• _Source text_:

UNITED STATES

SECURITIES AND EXCHANGE COMMISSION

Washington, D.C. 20549

 

FORM 6-K

 

Report of Foreign Private Issuer Pursuant to Rule 13a-16 or 15d-16
Under the Securities Exchange Act of 1934

 

For the Month of August 2017

 

333-206723

(Commission File Number)

 

P.V. Nano Cell Ltd.

(Exact name of Registrant as specified in its charter)

 

8 Hamasger Street

Migdal Ha’Emek, Israel 2310102

(Address of principal executive offices)

 

Indicate by check mark whether the registrant files or will file annual reports under cover Form 20-F or Form 40-F.

 

Form 20-F þ    Form 40-F ☐

 

Indicate by check mark if the registrant is submitting the Form 6-K in paper as permitted by
Regulation S-T Rule 101(b)(1):
_______

 

Indicate by check mark if the registrant is submitting the Form 6-K in paper as permitted by
Regulation S-T Rule 101(b)(7):
_______

 

 

 

  

 

 

On August 16, 2017, P.V. Nano Cell Ltd. (the “Issuer”) entered into a definitive securities purchase agreement (the “Agreement”) with certain purchasers identified on the signature pages thereto (each, including their successors and permitted assigns, a “Purchaser” and collectively, the “Purchasers”), pursuant to which the Issuer agreed to issue and sell to each Purchaser, and each Purchaser, agreed to purchase convertible promissory notes (the “Notes”) in the an aggregate principal amount of US$333,333, along with Ordinary Share Purchase Warrants of the Company (the “Warrants”).

• _Job A_: Please return each line of the entries that contains the word "pillar". Case counts.
The entries that come next have no connection to the Form 6-K filing.

• _Entries from a dataset_:
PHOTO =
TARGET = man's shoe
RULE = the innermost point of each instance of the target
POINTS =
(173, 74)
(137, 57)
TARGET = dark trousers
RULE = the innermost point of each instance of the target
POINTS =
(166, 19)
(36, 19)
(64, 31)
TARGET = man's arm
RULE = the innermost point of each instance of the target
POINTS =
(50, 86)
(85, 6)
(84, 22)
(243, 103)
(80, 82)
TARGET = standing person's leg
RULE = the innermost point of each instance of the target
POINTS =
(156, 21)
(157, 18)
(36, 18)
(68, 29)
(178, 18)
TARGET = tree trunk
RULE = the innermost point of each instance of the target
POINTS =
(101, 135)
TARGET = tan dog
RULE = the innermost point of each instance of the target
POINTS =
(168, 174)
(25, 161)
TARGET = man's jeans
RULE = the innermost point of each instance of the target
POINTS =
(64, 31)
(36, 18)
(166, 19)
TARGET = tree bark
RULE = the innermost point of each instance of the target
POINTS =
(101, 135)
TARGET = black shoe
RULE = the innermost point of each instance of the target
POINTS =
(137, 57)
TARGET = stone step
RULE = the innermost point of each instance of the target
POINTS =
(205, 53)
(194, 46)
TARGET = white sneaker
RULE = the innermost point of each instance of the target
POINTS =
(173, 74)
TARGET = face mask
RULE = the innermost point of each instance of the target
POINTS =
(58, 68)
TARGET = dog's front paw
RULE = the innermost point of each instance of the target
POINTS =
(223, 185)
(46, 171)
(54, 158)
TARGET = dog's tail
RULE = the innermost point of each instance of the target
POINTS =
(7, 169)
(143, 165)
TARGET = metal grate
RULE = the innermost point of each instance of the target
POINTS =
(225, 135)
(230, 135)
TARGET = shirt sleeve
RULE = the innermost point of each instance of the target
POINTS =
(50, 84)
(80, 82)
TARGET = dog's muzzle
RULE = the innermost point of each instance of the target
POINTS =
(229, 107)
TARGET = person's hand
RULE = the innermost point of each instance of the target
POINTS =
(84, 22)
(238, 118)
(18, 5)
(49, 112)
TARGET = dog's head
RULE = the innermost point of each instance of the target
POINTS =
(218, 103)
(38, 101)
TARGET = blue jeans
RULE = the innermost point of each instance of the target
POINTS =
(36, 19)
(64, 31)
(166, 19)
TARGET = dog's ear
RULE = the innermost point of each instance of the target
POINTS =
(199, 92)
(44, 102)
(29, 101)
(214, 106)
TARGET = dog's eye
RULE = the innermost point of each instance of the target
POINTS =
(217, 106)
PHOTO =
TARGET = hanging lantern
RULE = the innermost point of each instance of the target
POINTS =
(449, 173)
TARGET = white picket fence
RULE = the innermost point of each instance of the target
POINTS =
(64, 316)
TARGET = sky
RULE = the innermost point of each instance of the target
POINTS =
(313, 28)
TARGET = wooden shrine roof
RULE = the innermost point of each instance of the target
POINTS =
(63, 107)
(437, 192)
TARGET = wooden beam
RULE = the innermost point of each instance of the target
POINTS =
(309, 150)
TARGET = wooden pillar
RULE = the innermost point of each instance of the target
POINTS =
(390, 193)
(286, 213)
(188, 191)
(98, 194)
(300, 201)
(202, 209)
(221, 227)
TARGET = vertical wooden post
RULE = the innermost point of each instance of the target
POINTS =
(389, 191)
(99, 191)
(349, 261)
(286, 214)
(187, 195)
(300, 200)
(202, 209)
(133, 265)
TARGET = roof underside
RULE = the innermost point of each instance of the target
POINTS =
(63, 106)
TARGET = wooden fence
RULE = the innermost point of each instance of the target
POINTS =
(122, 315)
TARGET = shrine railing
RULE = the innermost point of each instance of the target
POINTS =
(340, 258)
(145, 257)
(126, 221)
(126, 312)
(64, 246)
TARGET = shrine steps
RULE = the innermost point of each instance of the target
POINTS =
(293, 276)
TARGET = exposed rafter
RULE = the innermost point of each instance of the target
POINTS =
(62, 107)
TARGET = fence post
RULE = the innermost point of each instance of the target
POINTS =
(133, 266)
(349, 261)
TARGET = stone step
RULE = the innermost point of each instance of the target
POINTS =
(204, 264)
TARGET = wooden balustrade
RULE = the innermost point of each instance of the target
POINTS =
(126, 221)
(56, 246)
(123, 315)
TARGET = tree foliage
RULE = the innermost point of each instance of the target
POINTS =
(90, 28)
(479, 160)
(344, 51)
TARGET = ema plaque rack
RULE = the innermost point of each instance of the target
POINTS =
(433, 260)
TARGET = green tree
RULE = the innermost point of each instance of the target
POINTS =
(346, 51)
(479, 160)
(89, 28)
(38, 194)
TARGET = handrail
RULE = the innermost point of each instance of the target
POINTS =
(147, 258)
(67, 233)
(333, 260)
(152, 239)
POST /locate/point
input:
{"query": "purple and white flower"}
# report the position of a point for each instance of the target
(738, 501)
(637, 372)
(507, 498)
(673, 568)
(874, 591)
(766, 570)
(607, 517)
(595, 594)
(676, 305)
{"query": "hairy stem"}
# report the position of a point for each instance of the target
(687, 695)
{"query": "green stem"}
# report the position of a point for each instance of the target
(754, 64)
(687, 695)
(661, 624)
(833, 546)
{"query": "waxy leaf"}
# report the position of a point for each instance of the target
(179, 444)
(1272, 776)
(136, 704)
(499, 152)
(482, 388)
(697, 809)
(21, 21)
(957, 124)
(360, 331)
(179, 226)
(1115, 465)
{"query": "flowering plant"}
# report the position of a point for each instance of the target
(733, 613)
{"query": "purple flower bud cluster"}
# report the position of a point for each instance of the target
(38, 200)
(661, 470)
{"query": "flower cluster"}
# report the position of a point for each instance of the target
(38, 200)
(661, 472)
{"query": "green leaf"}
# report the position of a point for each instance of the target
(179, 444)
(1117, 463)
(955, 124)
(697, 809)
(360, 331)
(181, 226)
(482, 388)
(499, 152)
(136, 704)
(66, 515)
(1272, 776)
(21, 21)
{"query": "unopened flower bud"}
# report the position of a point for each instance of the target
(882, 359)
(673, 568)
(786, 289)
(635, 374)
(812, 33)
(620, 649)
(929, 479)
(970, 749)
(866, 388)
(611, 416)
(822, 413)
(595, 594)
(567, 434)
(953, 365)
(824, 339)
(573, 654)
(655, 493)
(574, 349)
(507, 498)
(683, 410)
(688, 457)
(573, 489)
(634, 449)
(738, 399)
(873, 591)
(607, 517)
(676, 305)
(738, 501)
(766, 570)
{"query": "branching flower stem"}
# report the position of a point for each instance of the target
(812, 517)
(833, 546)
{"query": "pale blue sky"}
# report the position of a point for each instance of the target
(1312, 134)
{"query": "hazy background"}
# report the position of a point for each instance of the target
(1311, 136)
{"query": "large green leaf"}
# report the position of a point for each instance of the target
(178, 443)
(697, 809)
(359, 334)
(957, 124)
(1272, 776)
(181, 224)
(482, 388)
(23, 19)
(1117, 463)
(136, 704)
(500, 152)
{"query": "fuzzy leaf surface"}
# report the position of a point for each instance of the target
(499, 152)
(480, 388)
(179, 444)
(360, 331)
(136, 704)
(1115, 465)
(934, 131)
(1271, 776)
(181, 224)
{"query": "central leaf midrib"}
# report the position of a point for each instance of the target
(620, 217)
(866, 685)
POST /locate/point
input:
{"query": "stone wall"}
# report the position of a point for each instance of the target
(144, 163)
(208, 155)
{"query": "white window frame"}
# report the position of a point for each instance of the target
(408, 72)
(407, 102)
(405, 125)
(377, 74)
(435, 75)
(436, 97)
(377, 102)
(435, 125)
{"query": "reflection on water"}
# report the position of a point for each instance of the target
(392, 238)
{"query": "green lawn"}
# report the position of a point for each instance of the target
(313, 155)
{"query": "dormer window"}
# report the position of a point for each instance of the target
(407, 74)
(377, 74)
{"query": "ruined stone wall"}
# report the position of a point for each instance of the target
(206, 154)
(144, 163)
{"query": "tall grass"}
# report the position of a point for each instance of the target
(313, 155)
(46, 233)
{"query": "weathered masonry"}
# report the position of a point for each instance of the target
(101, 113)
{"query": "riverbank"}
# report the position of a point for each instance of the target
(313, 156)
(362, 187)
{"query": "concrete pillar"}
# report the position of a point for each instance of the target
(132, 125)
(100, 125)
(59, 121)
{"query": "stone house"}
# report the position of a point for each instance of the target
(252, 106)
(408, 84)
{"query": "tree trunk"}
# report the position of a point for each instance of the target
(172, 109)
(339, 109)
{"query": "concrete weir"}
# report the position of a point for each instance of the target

• _Job B_: Extend the Form 6-K filing by writing what comes after its final sentence.

• _Expected answer A_:
TARGET = wooden pillar
{"query": "concrete pillar"}

• _Expected answer B_:
 

The Notes include a 10% original issue discount on the consideration paid and bear interest at 6%. The Notes mature on October 16, 2018, and may be converted by each Purchaser following the issuance of the Notes, subject to the terms of the Notes. The Issuer may require mandatory conversion of the Notes, subject to the terms of the Notes.

 

The Warrants delivered to each Purchaser permit such Purchaser to purchase during the term of the Warrant, a number of Ordinary Shares as may be purchased by the full amount of such Purchaser’s Note as of the Closing Date, at a price of $1.20 per Ordinary Share.

 

Capitalized terms not defined herein shall have the meaning assigned to them in the Agreement. Copies of the Agreement, the Note and Warrant are attached hereto as exhibits.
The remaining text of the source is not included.